◆ Task brief
From the blog post below, extract the stretch from "The only thing" through "it for January." word for word.

I have been missing Morocco fiercely lately, yet I also realize that if I was there, I’d be longing for an American Christmas. Obviously I am a mess. I’ve heard the only place expatriates are happy is on the airplane–looking forward to finally getting back to their “real lives” no matter if they’re heading “home” or heading back overseas.
The only thing to do is enjoy our fat, full Christmas tree and the wonderful food that people keep giving me. And I have been.I have won a free week at a gym–I’m saving it for January.
Christmas shopping is going well. It’s nice to be in a place with so many options for everyone, not to mention all the fun small things that can be found to brighten the day. I’d tell you some of my treasures but my family might read this blog. Suffice it to say they will be pleased.
Today, Ilsa and I went to Powells. I said to Donn later, “The two of us going in there on our own…did you think you’d ever see us again?” Ilsa won a drawing contest at her school and the prize was a gift card. She used part of it to buy my Christmas present, so I had to make her a list and avert my eyes at key moments. On the way there, we plugged her ipod into the casette drive * and we listened to the Old 97s as we navigated the busy city streets, slick and shining with rain and lights. The last time I listened to those songs, I was driving in Rabat, speeding and slowing and blending and passing, dancing like an acrobat in and out of traffic. The sky was deep blue; the sun was shining on the ancient walls and orange groves of the city. I listened to the song and added a new layer of memory. Now when I hear it, which street will come to my mind?
*did I tell you about our free car? It’s a black Volvo sedan and it is awesome. Remember when cars didn’t have cup holders? Or FM radio? This car is an ’86 and it was a sweet car back in the day. It’s turbo and punchy, and a lot of fun to drive. Except when the sunroof leaks, but that’s another story.
It’s that time of year again. On Saturday morning, I found a note on the stairs. “Working on lego crèche. DO NOT DISTURB” it said. This is the 3rd year that Abel has graced our house with his own version of a nativity scene, made out of legos.
Our lego crèches always include Roman patrols, which I feel is at least as realistic as one camel, one donkey and one sheep looking at a manger without having to be held back from the straw. An overcrowded Bethlehem packed with census takers would certainly have had some soldiers passing through, armed to the teeth and looking for trouble makers.

Recorded data:
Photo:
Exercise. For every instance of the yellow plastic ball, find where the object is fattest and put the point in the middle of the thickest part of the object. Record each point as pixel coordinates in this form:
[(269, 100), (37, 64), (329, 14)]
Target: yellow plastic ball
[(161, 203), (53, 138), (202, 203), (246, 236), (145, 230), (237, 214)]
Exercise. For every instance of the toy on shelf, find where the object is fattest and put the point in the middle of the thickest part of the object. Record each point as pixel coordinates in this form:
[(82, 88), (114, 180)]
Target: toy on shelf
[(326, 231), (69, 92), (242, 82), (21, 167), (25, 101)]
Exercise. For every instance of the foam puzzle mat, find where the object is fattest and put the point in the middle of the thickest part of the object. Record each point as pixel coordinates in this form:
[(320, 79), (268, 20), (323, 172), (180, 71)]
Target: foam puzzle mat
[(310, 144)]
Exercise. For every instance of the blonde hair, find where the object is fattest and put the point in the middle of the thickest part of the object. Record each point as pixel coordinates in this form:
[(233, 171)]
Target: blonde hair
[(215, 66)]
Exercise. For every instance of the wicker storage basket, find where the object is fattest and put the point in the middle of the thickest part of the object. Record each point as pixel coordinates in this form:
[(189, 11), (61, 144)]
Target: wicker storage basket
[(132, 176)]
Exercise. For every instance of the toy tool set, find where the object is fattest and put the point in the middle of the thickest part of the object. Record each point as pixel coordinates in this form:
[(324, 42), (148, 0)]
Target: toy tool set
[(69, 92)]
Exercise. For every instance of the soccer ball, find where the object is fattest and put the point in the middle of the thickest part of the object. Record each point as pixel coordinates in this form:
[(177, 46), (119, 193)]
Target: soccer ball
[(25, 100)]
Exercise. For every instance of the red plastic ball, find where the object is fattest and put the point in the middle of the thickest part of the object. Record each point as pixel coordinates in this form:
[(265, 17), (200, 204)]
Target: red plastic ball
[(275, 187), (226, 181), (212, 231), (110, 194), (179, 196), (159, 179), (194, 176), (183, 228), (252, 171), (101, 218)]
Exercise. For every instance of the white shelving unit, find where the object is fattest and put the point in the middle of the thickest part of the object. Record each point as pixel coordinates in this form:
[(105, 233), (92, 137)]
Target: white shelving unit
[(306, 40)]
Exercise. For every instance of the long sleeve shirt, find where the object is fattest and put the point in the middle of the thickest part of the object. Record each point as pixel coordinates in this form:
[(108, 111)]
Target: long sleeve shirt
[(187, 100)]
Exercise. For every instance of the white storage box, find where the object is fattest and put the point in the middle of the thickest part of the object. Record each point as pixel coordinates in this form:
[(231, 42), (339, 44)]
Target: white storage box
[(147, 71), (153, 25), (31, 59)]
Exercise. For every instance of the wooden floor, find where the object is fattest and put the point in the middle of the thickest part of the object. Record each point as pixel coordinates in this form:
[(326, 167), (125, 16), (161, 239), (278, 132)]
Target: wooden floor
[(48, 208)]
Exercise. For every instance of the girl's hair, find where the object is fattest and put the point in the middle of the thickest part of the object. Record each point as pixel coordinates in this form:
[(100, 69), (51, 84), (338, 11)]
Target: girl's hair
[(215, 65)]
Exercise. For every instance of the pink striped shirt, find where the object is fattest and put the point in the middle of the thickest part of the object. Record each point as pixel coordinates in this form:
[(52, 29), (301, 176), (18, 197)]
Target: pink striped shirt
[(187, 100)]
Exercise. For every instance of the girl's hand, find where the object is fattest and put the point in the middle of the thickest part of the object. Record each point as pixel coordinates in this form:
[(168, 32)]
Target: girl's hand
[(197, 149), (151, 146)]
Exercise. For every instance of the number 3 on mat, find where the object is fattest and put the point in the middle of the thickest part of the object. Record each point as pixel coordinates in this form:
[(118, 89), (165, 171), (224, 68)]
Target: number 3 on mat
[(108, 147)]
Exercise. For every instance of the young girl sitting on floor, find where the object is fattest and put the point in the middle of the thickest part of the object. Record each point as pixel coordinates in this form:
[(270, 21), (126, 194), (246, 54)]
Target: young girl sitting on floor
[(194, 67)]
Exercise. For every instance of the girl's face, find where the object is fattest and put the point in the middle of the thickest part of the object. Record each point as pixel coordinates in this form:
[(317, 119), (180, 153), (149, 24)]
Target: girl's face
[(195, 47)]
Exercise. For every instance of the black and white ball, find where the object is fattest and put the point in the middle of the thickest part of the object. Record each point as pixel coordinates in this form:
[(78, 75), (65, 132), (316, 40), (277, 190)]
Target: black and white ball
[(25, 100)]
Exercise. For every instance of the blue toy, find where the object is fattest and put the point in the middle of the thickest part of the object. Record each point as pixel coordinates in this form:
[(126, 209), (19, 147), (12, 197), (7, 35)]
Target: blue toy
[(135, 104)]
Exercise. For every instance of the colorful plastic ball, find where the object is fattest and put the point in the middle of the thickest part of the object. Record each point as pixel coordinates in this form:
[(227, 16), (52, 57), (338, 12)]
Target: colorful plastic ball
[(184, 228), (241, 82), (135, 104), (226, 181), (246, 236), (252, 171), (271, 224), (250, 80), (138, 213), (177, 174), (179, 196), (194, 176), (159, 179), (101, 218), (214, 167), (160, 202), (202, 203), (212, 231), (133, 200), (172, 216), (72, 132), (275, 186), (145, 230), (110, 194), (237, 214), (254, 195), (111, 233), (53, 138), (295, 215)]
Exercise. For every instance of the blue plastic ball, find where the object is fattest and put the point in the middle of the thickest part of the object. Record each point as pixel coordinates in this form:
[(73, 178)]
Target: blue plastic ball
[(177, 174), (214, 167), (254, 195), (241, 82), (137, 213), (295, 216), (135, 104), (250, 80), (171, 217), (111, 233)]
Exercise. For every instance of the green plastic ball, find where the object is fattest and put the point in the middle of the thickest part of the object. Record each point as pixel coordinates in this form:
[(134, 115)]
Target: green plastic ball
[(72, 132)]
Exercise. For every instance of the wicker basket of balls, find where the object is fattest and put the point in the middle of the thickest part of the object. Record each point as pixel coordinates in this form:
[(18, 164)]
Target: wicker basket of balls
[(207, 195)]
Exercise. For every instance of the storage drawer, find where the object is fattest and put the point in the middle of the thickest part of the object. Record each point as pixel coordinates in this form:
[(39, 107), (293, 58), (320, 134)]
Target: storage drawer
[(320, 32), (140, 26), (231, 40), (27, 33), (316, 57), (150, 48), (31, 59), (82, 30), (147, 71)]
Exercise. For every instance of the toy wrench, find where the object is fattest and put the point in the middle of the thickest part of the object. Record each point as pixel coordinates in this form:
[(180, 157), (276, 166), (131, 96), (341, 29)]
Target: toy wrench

◆ Exercise response
The only thing to do is enjoy our fat, full Christmas tree and the wonderful food that people keep giving me. And I have been.I have won a free week at a gym–I’m saving it for January.